Presumably we would have to work out a "chunking" client/server
protocol to allow sending very large tuples.

I don't really see a need to change the protocol. It's true that
a single tuple containing a couple dozen megabytes (per someone's
recent example) would stress the system unpleasantly, but that would
be true in a *lot* of ways. Perhaps we should plan on keeping the
LO feature to allow for really huge objects.

As far as I've seen, 99% of users are not interested in storing objects
that are so large that handling them as single tuples would pose serious
performance problems. It's just that a hard limit at 8K (or any other
particular small number) is annoying.

regards, tom lane

#31Don Baccus
dhogaza@pacifier.com
In reply to: Tom Lane (#29)
Re: [HACKERS] Priorities for 6.6

At 11:31 AM 6/5/99 -0400, Tom Lane wrote:

In short, if you load a bunch of tuples into a table, the first select
after the load can run a lot slower than you might expect, because it'll
be writing back most or all of the pages it touches. But that penalty
doesn't affect every select, only the first one to scan a newly-written
tuple.

While I don't doubt your analysis is correct for the case you've
uncovered, it doesn't explain why surrounding a bunch of selects
with a begin/end block greatly descreases disk activity for tables
that don't change. I'm pulling out "select" lists (html <select>)
from small tables of counties, states, countries for the project
I'm working on. The two countries, for instance, are "USA" and
"CA" and the table's not been updated in two months :). I'm
building a form and doing a very simple "select * from county_locales"
type selects, then building a <select> list containing all of the
possible values (not as many as you might think, this project
involves only the Pacific Northwest). There are several of
these selects executed for each form. Without the transaction
block, there's a lot of disk activity. With it, much less.

I can go pull out the begin/end blocks, they're conditionalized
in my Tcl scripts based on a "postgres" predicate so they'll
disappear if I migrate the database to another engine. Maybe
I'll have time this afternoon, if you'd like me to confirm, I'm
going to a brunch right now...

- Don Baccus, Portland OR <dhogaza@pacifier.com>
Nature photos, on-line guides, and other goodies at
http://donb.photo.net

#32Bruce Momjian
maillist@candle.pha.pa.us
In reply to: Tom Lane (#29)
Re: [HACKERS] Priorities for 6.6

In short, if you load a bunch of tuples into a table, the first select
after the load can run a lot slower than you might expect, because it'll
be writing back most or all of the pages it touches. But that penalty
doesn't affect every select, only the first one to scan a newly-written
tuple.

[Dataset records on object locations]
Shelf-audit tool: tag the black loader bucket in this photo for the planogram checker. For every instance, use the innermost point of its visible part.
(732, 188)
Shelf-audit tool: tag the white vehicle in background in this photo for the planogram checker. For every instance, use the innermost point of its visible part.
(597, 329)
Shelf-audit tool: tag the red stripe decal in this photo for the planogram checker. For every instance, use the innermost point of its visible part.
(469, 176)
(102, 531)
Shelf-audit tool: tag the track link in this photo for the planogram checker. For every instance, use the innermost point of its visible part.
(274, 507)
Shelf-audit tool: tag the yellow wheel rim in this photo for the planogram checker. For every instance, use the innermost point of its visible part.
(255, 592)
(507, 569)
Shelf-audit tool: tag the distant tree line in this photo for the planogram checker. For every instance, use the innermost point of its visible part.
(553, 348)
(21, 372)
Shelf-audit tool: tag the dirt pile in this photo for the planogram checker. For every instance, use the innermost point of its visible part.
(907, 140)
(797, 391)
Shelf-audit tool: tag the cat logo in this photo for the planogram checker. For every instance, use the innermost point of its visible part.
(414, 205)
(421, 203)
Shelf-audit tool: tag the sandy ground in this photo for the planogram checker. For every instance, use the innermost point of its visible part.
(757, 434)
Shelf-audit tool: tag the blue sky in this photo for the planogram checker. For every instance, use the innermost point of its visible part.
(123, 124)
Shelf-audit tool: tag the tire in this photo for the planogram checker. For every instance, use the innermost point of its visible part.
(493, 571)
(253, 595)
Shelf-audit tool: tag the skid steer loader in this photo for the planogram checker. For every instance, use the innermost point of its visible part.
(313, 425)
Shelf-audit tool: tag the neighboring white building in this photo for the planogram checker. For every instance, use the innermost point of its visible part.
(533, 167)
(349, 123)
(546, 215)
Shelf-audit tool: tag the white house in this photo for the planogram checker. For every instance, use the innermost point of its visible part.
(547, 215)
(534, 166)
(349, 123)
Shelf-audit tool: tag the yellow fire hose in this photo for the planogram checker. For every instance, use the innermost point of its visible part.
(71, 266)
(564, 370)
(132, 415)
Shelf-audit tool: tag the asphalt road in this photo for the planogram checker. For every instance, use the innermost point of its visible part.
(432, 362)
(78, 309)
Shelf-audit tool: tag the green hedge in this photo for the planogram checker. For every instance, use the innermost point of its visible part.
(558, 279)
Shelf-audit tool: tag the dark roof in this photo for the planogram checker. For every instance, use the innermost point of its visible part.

▶ _WHAT YOU NEED TO DO_:
1) Using the mailing-list thread, answer these questions:
(a) What hard limit on tuple size is called annoying?
(b) What region does Don Baccus's project involve?
(c) In what kind of scripts are his begin/end blocks conditionalized?
2) Decide whether each statement agrees with the mailing-list thread, answering yes or no and quoting the words that decide it.
(a) The table holding the two countries was updated within the past month.
(b) Without the transaction block, the selects cause a lot of disk activity.
(c) After a load, the slowdown penalty affects every select.

▶ _SOLVED TASKS_:
1)
(a) 8K
(b) The Pacific Northwest
(c) Tcl scripts

2)
(a) No: "the table's not been updated in two months"
(b) Yes: "Without the transaction block, there's a lot of disk activity."
(c) No: "that penalty doesn't affect every select, only the first one to scan a newly-written tuple."